> **Recorded data**:
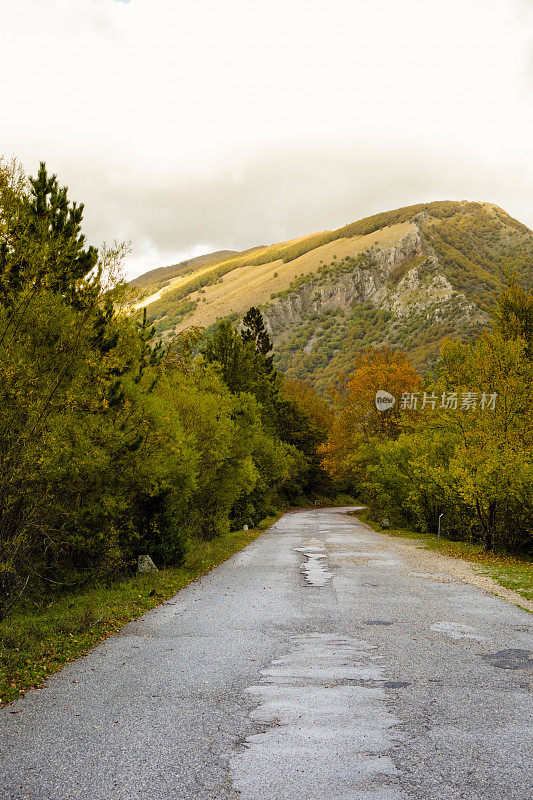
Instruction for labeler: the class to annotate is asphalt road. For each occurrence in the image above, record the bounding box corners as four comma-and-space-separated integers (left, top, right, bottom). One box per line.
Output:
0, 509, 533, 800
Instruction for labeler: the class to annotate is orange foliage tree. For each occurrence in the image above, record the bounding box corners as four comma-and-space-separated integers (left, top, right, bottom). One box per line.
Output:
322, 346, 422, 489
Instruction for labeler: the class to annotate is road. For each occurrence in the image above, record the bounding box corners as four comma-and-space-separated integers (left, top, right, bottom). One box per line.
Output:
0, 509, 533, 800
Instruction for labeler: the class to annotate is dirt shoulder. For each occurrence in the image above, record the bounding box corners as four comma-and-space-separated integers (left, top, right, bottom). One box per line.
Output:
356, 517, 533, 613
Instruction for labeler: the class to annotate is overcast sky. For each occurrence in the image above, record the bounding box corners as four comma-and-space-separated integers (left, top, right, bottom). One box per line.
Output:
0, 0, 533, 277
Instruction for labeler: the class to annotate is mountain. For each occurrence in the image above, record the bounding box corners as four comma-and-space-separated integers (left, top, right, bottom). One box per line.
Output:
133, 201, 533, 388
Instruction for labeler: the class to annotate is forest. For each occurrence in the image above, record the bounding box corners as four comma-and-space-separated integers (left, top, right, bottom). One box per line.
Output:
0, 160, 331, 618
323, 278, 533, 555
0, 160, 533, 632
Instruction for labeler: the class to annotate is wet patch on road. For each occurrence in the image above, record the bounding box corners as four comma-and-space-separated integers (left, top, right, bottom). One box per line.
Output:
430, 622, 488, 642
231, 633, 403, 800
363, 619, 394, 625
481, 649, 533, 670
295, 544, 331, 587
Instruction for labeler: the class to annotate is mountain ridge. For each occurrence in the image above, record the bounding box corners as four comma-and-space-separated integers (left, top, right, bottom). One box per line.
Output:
130, 201, 533, 388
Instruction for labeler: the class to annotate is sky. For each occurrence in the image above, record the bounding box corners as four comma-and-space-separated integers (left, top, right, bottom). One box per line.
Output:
0, 0, 533, 277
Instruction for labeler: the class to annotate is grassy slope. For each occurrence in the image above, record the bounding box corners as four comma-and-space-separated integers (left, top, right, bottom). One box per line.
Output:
357, 513, 533, 600
0, 518, 275, 705
131, 202, 533, 390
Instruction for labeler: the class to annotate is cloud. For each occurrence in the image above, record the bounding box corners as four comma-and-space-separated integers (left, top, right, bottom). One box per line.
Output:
0, 0, 533, 274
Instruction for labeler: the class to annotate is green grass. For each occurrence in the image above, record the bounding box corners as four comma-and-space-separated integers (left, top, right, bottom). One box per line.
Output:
0, 517, 277, 705
357, 512, 533, 600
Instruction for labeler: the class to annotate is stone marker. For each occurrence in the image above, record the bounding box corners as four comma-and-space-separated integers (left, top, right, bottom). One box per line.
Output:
137, 556, 159, 572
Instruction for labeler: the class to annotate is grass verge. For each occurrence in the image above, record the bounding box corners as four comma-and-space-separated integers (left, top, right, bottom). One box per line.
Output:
0, 517, 278, 705
357, 512, 533, 600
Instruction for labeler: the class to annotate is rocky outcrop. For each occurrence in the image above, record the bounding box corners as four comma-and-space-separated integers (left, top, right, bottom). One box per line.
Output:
263, 226, 466, 342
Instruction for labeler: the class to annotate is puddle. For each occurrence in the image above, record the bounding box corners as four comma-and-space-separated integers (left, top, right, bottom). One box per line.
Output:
295, 545, 331, 587
431, 622, 488, 642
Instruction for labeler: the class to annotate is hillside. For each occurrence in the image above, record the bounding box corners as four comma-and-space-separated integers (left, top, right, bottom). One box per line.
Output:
134, 202, 533, 387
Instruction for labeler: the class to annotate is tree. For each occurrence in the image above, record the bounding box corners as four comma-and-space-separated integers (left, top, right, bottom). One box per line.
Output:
0, 162, 100, 305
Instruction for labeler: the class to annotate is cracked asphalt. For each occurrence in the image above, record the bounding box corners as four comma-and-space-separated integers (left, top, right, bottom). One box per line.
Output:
0, 509, 533, 800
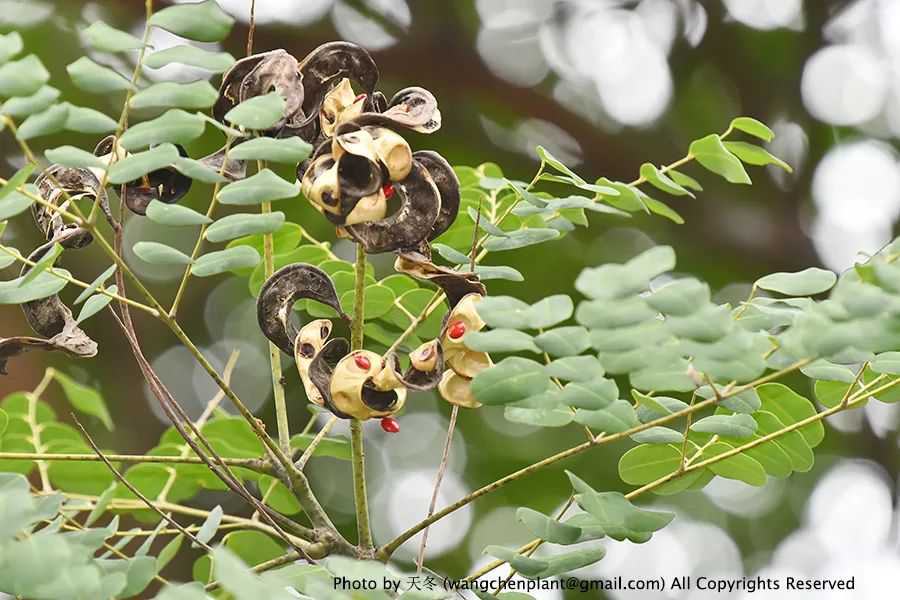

> **To be done**:
Reproduce all of the data above word for word, leaving out the pictures.

> **The response**:
Instruction for labeler: the class to annotate is asphalt road. For each occurrence in the image above, record the bounding box corners as four comma-and-space-separated integers (left, top, right, bottom). One box per line.
Output:
0, 509, 533, 800
Instruction for labeler: the class to annotate is orange foliage tree. For each occurrence in the image above, record the bounding box corners as four comma-and-space-separated integers (left, top, right, bottom). One box per line.
Output:
322, 346, 422, 489
Instruction for labeler: the class to annotate is road. For each occurrence in the image above, record the bounding box corners as four comma-and-space-separated integers (left, top, right, bottom). One box per line.
Output:
0, 509, 533, 800
Instruction for labeler: the class to annotate is dirt shoulder. For each occurrence in the image above, record the bounding box corners as four comma-and-space-separated integers (left, top, right, bottom). One box per line.
Output:
356, 517, 533, 613
Instruction for labeler: the class to annotate is overcast sky. For each occurrence in the image above, record the bounding box corners as four comma-and-space-separated integers (left, top, right, bottom). One box per line.
Output:
0, 0, 533, 277
Instruction for labeler: the class to annotate is mountain. For each occurrence in the image above, record the bounding box corners as four comma-and-space-separated integers (left, top, right, bottom). One box per line.
Output:
133, 201, 533, 388
Instruction for labeler: the class to annotate is forest. For each occurrence in the image above, record the bounding box corners as four comma-and-space-separated integers (left, top, right, bottom). One box per line.
Output:
0, 160, 331, 618
323, 278, 533, 555
0, 160, 533, 632
Instruction for labeler: the class to annotate is wet patch on road. For each occurrence in the image above, record the bounding box corners as four comma-and-space-separated integers (left, top, right, bottom). One box per line.
Output:
430, 622, 488, 642
231, 633, 403, 800
363, 619, 394, 625
481, 649, 533, 670
295, 544, 331, 587
Instruction for labeler: the class to annotate is mountain ridge. For each occurrence in the image above, record the bounding box corners as four comma-and-space-separated integers (left, top, right, bottom). One box per line.
Output:
130, 201, 533, 388
Instruction for labeler: the class to annotate is sky. For each occurrence in the image above, record the bounding box corners as four comma-and-space-separated integers (left, top, right, bottom). One box per line.
Output:
0, 0, 533, 277
Instruction for labeler: the class to annotate is grassy slope. For each occurrence in the image above, record the bounding box corners as four comma-and-space-separated integers (left, top, right, bottom). One box per line.
Output:
357, 513, 533, 600
0, 518, 275, 705
131, 202, 533, 390
Instruction for labeler: the class to annotate is cloud. For each occurrence in the image above, record the bounding box corners as four comma-and-space-separated integers (left, top, right, bottom). One box per line.
Output:
0, 0, 533, 274
Instruction for labeler: the class to annotate is green grass. For each occurrence in the image above, record the bounding box corners as four comma-and-space-separated integers (left, top, right, bottom). One box per line.
Output:
0, 517, 277, 705
357, 512, 533, 600
Instruction for labeler: the class to annotate is stone marker. For each occurrence in the image above, record the bounding box corners as four comma-and-space-separated integers (left, top, right, bottom). One box per line.
Output:
137, 556, 159, 572
Instruction for labeler: the class to annotate is grass verge. For each occurrence in the image above, record the bounding box corners as four comma-and-space-separated integers (left, top, right, bottom). One box per line.
Output:
0, 517, 278, 705
357, 512, 533, 600
Instruction for labeler: the class to annotate is rocky outcrop. For each occurrence in the image above, record the bounding box corners as four comma-and-space-separated integers (left, top, right, bottom). One box per line.
Output:
263, 226, 466, 342
Instruction for labeler: the class to annotate is puddle. For each occurrence in the image above, record the bounding box corners as four comma-and-space-separated integers (left, top, right, bottom). One box per line.
Output:
295, 545, 331, 587
431, 622, 488, 642
Instruction for labeler: the class to annotate is hillside. For each occurrence in the image above, record the bounding box corners as four comma-and-space-separated integers (left, top, right, bottom). One box per line.
Output:
134, 202, 533, 387
Instruction for labeler: the class to annotate is tree. For each occurrence in the image above, record the bounding box corners as four comma-and-space-separated integers (left, top, right, bottom). One box per line.
Output:
0, 162, 100, 305
Instruction for labeler: the class to annotate is cracked asphalt. For each occurrence in the image above, record the bounding box corners as four comma-and-space-separated integers (left, top, right, bottom). One box per line.
Output:
0, 509, 533, 800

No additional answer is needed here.